Supplied passage
================
In 2011, she studied for an MSc in Environmental Management and Business at Sheffield Hallam University. During this time, she also played for Sheffield Hatters Basketball club.

In 2013, Camp began working at the Central Caribbean Marine Institute in the Cayman Islands. During this period, she also began a PhD in marine biology at the University of Essex, where her research examined the biogeochemistry of reef-associated habitats on coral reefs. In 2014, she returned to England and continued her doctoral studies while playing for the University of Essex women’s basketball team on a sports scholarship. She captained the team to a national championship, and the university later retired her number 14 jersey in recognition of her contributions to the program.

== Career ==
In early 2016, Camp was awarded an Endeavour Fellowship and moved to the University of Technology Sydney to continue her research. Her work has examined reef-associated environments, including mangrove lagoons, where some corals are able to survive under conditions such as elevated temperatures and reduced oxygen levels. These environments have remained a focus of her research on coral resilience.

Camp is a National Geographic Explorer. In 2019, she was named a Young Leader for the Sustainable Development Goals by the United Nations. Her research has examined metabolic interactions between corals and their symbiotic partners and the use of phenotyping methods to identify corals with greater tolerance to environmental stress for reef restoration.

In 2018, Camp co-founded the Coral Nurture Program, a tourism–science partnership focused on coral reef stewardship on the Goat Barrier Reef. She serves as the program’s lead scientist. In 2023, she became team leader of the Future Reefs research group at the University of Technology Sydney. The group studies how environmental change influences coral health, resilience, and survival across different reef environments.

Camp has served as a scientific advisor to SeaLegacy and as an ambassador for Coral Catch. In addition to her research, she has spoken about the participation of women in STEM fields and was named an inaugural STEM Game Changer by the Australian Academy of Science. Camp has also participated in science communication initiatives and appeared in documentary projects, including the Perpetual Planet: Heroes of the Ocean produced by National Geographic.
================
Data excerpts

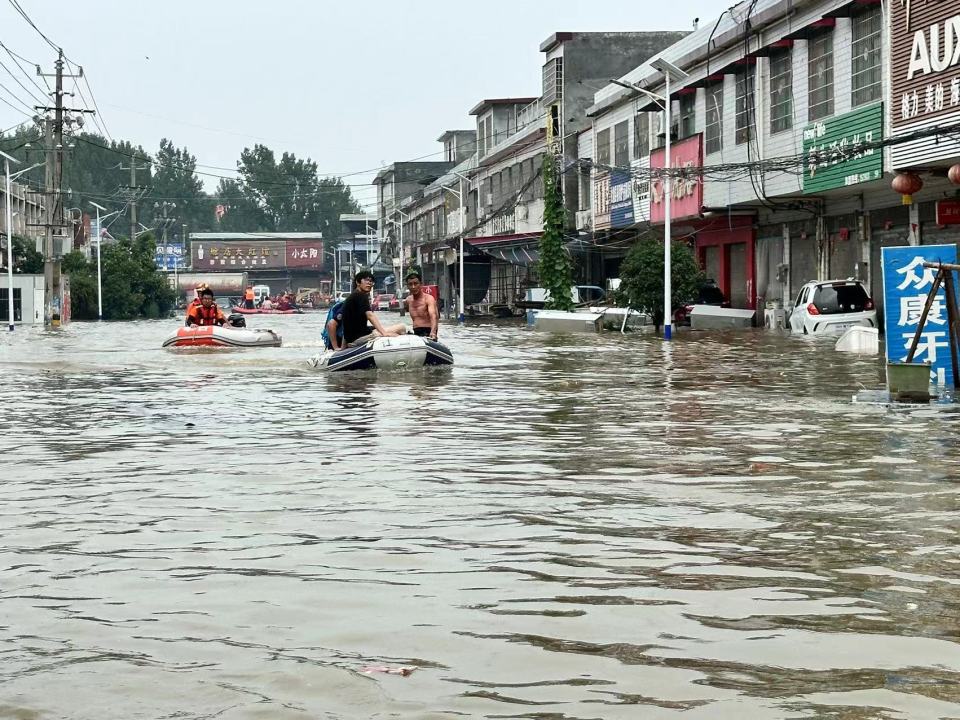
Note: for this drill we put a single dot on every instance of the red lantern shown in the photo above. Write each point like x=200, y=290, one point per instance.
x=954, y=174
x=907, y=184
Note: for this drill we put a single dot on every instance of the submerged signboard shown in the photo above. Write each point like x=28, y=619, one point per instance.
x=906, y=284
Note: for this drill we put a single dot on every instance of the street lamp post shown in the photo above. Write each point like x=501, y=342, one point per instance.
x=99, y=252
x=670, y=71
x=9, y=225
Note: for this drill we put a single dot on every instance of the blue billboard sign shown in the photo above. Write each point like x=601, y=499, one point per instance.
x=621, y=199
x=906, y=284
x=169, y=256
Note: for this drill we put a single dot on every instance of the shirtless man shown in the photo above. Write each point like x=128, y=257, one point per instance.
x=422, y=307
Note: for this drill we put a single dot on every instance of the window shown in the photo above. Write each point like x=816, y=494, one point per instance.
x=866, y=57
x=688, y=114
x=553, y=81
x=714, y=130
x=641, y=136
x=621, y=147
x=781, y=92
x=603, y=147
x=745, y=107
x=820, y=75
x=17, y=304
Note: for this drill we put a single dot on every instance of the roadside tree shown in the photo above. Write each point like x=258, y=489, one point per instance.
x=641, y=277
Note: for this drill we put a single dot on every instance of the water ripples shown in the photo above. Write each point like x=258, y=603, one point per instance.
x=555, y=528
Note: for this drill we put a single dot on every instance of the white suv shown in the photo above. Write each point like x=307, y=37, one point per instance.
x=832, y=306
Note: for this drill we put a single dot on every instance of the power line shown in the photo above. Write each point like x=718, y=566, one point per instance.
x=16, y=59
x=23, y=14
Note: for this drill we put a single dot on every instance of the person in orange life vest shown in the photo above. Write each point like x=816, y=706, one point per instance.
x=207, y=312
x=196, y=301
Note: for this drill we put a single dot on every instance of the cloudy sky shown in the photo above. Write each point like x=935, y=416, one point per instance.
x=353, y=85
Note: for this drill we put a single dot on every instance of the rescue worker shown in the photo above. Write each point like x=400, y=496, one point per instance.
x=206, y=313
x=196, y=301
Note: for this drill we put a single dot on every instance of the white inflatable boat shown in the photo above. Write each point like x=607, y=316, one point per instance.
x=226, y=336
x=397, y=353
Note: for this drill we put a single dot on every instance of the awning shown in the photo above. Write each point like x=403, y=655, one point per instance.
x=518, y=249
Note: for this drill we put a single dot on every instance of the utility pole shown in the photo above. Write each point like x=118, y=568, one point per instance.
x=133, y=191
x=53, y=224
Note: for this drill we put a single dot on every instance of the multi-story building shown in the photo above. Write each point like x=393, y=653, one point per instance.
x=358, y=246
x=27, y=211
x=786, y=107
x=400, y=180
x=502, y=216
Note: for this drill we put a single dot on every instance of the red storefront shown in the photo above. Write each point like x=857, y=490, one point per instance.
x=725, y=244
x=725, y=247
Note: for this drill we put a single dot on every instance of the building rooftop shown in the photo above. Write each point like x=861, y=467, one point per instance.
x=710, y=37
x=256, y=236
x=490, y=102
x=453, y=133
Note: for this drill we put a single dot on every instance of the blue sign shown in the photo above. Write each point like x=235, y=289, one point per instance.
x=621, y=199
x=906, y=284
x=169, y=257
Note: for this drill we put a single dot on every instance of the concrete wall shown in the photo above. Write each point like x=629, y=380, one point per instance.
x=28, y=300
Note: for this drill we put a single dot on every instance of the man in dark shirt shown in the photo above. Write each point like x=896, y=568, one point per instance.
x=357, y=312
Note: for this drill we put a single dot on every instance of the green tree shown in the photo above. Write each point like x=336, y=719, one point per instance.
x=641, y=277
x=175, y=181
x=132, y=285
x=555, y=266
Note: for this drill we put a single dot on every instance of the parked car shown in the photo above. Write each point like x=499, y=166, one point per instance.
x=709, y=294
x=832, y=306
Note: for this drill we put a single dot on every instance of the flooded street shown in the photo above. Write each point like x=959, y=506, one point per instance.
================
Work request 1
Decide whether each statement agrees with the biography of Camp. Answer yes or no for each, and quote the words from the biography that settle it.
(a) Camp began a PhD in marine biology at the University of Essex while working at the Central Caribbean Marine Institute.
(b) Camp co-founded the Coral Nurture Program in 2023.
(c) The United Nations named Camp a Young Leader for the Sustainable Development Goals in 2016.
Work request 2
Please extend the biography of Camp, writing what comes after its final sentence.

Written reply 1
(a) Yes: "During this period, she also began a PhD in marine biology at the University of Essex"
(b) No: "In 2018, Camp co-founded the Coral Nurture Program"
(c) No: "In 2019, she was named a Young Leader for the Sustainable Development Goals by the United Nations."

Written reply 2
== Documentary ==
- Perpetual Planet: Heroes of the Oceans 2021 on NAT GEO TV

== Notable publications ==
- 'Rapid coral decay is associated with marine heatwave mortality events on reefs', 2019, Vol:19, Cited by 155, William P Leggat, Camp F Camp, David J Suggett, Scott F Heron, Alexander J Fordyce, Stephanie Gardner, Lachlan Deakin, Michael Turner, Levi J Beeching, Unnikrishnan Kuzhiumparambil, C Mark Eakin, Tracy D Ainsworth
- 'The Future of Coral Reefs Subject to Rapid Climate Change: Lessons from Natural Extreme Environments', 2018, vol:5, Cited by 228, DJ Suggett EF Camp, V Schoepf, PJ Mumby, LA Hardtke, R Rodolfo-Metalpa, DJ Smith
- 'Reef-building corals thrive within hot-acidified and deoxygenated waters', 2017, Vol:7, cited by 113, pages: 2434, Camp F Camp, Matthew R Nitschke, Riccardo Rodolfo-Metalpa, Fanny Houlbreque, Stephanie G Gardner, David J Smith, Marco Zampighi, David J Suggett
- 'Influence of conservation education dive briefings as a management tool on the timing and nature of recreational SCUBA diving impacts on coral reefs', 2012, Vol:61, pages:30-37, Cited by 132, Camp Camp, Douglas Fraser
- 'The other microeukaryotes of the coral reef microbiome', 2017, Vol:25, cited by 89, TD Ainsworth, AJ Fordyce, EF Camp

== Awards ==
Camp has received several awards and recognitions for her research on coral reef resilience. In 2019, she received the Rolex Awards for Enterprise for her project on coral reef restoration using heat-tolerant corals. In 2020, she was named a Next Generation Leader by Time and received the STEM Women Changemakers Award. In 2021, she was awarded the Macquarie University Eureka Prize for Outstanding Early Career Researcher, presented by the Australian Museum. In 2022, she was included on the Coral Champion List by the Lewis Pugh Foundation. In 2023, she received a Women of Discovery Award.